──────── Excerpt provided
Have you ever thought about working for the railroad? I did, and in 2003 I decided to submit my application to several different railroads. Getting a job with a railroad can be a daunting task. They can hire you on your first attempt or it can take several years to land a job (It took me 5 years). Don't despair, if you are not hired the first time, keep trying. There are many steps in the railroad hiring process and each railroad has it's own system, but they are all basically a like.

Applying For A Posted Job

The first thing to do is find the website of the railroad your are interested in and fill out their on-line application. This can take awhile, because there is a lot of information that they will require. Your personal information will usually be saved on their website so if you have to apply for other jobs you will not have to fill your bio out each time. You must apply for each job seperately that the railroad posts on their website, they will not consider your application unless you do this. After you complete and submit your application, you will have to wait anywhere from two to six weeks after the final date that the job was posted.

Waiting For A Response

Don't quit your current job yet, if you have one. After the two to six weeks, you will get an e-mail telling you that you were not qualified enough for the position or you will be invited to a hiring session. They will include the details of when and where the session will be and what to bring. Usually you will have a week or so to prepare for the hiring session and make sure you get there ON TIME. The railroads are very picky about showing up on time, even if you are one minute late they may not let you into the hiring session.
────────────────
──────── Data records
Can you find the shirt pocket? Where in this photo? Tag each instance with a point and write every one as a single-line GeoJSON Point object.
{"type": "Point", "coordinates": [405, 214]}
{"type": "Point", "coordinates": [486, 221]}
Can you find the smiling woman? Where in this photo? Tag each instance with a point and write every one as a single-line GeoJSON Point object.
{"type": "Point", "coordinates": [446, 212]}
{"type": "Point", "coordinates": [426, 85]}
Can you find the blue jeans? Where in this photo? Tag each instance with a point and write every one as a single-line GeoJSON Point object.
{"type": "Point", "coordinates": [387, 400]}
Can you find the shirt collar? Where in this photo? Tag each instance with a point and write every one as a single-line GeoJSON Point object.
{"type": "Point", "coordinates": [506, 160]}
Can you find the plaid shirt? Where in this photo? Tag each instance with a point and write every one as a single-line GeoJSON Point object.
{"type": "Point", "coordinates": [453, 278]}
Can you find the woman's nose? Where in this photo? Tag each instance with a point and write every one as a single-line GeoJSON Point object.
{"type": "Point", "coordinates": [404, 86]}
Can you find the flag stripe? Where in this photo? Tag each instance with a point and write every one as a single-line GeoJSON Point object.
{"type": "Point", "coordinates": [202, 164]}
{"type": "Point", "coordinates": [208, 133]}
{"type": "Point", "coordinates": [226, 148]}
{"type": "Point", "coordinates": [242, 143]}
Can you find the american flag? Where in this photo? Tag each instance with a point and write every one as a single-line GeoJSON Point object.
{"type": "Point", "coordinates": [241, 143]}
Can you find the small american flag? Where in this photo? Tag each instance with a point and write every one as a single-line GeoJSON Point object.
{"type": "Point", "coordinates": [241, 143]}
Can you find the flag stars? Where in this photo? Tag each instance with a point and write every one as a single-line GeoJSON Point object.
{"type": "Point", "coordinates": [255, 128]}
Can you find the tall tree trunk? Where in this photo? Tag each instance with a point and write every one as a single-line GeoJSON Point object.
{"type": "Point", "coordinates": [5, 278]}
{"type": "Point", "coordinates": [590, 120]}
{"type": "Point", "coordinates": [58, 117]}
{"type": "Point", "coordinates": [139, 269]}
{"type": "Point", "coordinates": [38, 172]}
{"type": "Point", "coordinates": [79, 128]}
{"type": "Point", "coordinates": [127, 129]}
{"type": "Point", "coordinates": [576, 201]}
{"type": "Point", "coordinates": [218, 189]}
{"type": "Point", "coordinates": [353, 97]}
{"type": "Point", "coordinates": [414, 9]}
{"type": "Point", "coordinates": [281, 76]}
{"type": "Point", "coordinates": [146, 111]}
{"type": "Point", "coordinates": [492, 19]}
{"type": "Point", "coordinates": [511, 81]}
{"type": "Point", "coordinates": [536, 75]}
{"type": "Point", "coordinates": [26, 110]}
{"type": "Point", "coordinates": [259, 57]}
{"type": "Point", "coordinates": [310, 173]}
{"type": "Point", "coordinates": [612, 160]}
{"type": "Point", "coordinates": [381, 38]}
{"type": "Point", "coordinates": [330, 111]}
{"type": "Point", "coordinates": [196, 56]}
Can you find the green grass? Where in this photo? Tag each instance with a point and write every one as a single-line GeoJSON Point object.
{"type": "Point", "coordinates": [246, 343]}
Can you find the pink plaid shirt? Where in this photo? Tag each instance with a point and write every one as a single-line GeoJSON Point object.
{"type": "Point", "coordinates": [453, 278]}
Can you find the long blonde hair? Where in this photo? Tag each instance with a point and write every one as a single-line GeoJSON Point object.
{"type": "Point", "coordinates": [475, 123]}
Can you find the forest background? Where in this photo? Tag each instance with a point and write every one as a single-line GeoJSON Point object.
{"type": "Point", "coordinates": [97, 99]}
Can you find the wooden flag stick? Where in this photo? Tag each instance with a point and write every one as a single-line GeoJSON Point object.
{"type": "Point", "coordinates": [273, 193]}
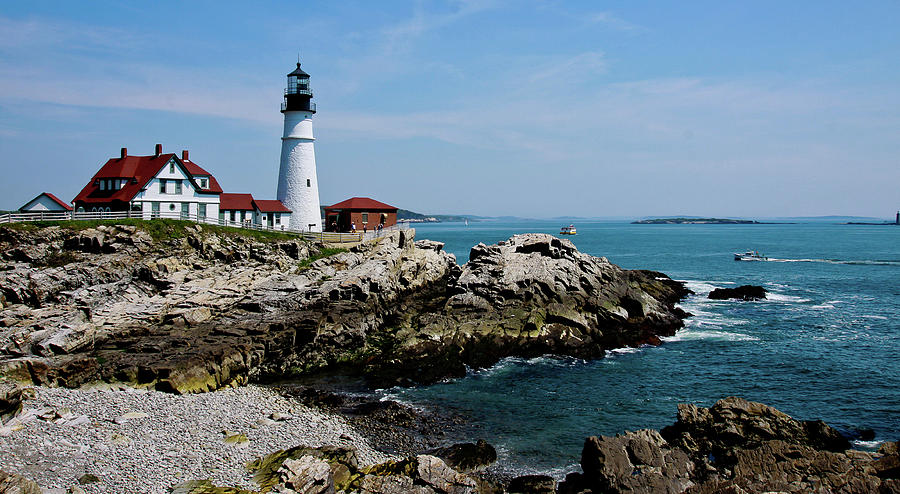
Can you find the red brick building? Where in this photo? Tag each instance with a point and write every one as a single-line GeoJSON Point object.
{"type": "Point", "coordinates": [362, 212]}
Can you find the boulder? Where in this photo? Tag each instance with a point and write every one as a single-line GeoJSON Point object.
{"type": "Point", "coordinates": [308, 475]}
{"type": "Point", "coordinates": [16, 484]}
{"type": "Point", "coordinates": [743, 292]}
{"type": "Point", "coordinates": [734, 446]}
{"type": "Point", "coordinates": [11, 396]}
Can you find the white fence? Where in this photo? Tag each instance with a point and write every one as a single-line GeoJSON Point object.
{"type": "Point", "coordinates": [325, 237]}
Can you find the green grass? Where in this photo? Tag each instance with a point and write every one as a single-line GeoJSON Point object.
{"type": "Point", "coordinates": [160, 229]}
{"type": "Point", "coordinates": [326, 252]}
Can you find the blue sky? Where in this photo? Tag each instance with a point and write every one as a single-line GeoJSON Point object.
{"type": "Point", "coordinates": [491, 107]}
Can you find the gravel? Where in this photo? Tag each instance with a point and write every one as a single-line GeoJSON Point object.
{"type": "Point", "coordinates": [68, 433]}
────────────────
──────── Data records
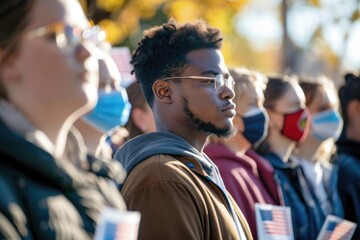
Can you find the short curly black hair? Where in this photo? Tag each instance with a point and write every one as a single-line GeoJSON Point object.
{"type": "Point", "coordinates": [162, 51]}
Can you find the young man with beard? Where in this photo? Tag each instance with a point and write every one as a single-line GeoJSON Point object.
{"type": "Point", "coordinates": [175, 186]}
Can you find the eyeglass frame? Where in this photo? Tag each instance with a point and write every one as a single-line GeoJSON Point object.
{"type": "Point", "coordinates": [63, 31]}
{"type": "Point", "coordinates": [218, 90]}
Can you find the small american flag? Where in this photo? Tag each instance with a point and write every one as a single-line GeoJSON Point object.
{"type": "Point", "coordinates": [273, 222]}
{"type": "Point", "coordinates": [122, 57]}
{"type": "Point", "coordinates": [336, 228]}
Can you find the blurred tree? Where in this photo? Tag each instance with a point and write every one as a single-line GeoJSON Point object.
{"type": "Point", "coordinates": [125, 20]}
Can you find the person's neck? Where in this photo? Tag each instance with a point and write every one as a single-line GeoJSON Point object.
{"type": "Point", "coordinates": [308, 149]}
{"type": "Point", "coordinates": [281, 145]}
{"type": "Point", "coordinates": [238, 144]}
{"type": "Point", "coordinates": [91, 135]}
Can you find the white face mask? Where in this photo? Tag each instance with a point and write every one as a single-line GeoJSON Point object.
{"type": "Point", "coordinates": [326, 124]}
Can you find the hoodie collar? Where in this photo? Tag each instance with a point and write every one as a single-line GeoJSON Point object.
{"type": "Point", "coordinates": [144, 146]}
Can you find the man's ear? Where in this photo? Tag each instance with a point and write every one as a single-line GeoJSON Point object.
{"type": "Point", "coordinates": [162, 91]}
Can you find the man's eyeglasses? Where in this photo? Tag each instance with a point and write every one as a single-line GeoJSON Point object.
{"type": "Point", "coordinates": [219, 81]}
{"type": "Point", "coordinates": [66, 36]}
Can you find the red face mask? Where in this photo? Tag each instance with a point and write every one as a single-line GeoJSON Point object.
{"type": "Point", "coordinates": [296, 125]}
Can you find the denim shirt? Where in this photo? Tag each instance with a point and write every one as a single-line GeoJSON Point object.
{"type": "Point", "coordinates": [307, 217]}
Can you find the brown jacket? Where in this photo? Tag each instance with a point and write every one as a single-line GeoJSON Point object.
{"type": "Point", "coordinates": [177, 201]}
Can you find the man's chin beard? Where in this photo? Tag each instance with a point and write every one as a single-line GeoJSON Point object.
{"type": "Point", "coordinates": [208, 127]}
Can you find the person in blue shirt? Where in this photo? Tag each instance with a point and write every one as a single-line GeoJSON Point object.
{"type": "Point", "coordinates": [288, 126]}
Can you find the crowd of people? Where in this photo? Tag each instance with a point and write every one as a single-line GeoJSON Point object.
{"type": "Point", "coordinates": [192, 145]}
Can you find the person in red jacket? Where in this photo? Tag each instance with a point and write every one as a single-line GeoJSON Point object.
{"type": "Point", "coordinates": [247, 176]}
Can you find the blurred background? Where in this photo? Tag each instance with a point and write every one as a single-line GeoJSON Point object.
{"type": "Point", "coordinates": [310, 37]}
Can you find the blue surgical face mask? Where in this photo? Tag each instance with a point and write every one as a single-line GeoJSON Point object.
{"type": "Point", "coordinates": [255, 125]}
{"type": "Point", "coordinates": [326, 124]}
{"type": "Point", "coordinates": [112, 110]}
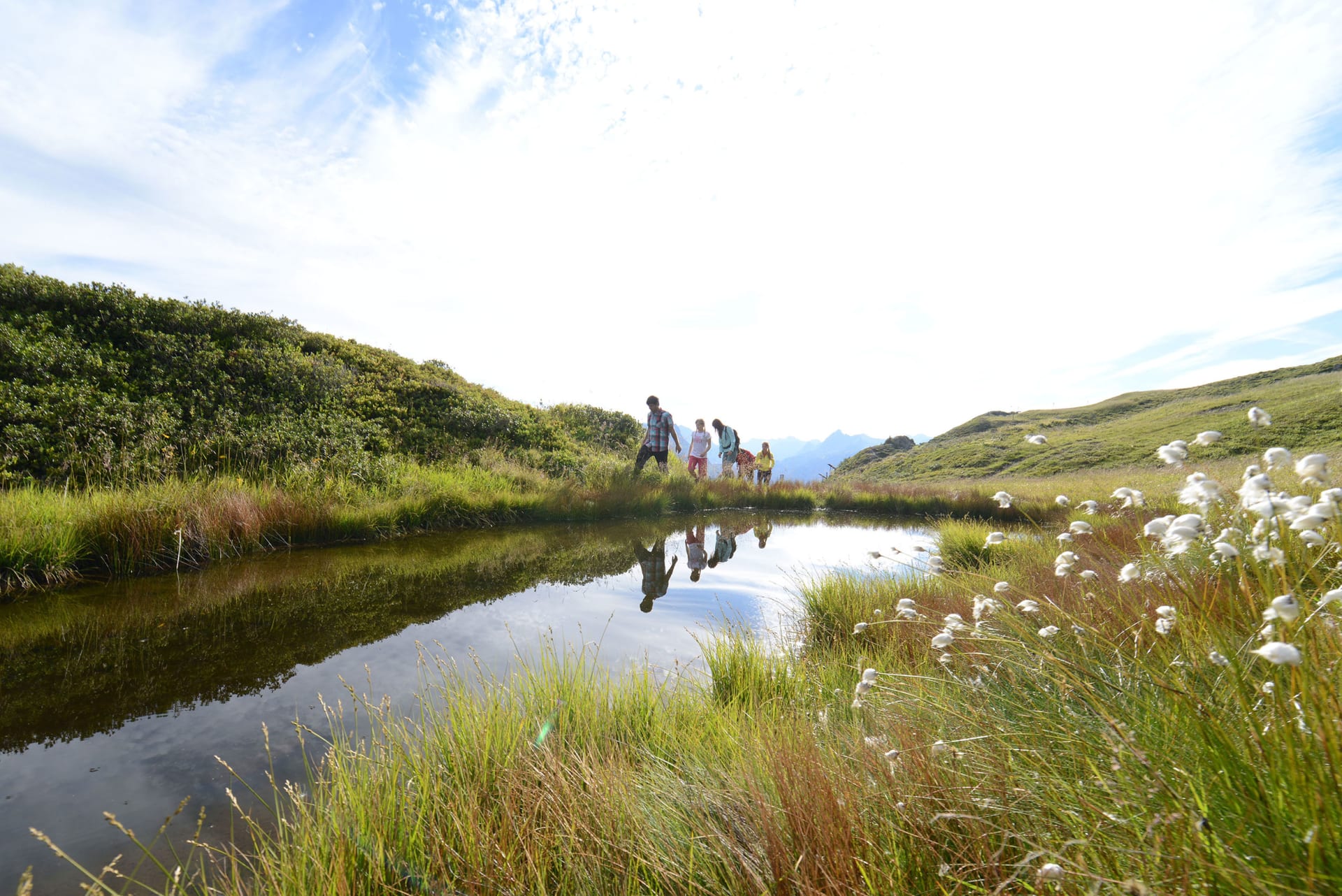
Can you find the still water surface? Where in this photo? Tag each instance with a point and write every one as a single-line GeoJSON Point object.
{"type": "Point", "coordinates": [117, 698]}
────────────────
Work instructions ->
1. Rewrite the passage of the railroad hiring text from "Waiting For A" up to and including "the hiring session.", swapping "hiring session" for "interview session".
2. Decide whether each statement below agrees with the railroad hiring text. Answer yes or no for each, and quote the words from the text that settle it.
(a) The author was hired by a railroad on the first attempt.
(b) A separate application is required for each job a railroad posts on its website.
(c) Applicants usually have about a week to prepare for the hiring session.

Responses for each task ->
1.
Waiting For A Response

Don't quit your current job yet, if you have one. After the two to six weeks, you will get an e-mail telling you that you were not qualified enough for the position or you will be invited to a interview session. They will include the details of when and where the session will be and what to bring. Usually you will have a week or so to prepare for the interview session and make sure you get there ON TIME. The railroads are very picky about showing up on time, even if you are one minute late they may not let you into the interview session.

2.
(a) No: "(It took me 5 years)"
(b) Yes: "You must apply for each job seperately that the railroad posts on their website"
(c) Yes: "Usually you will have a week or so to prepare for the hiring session"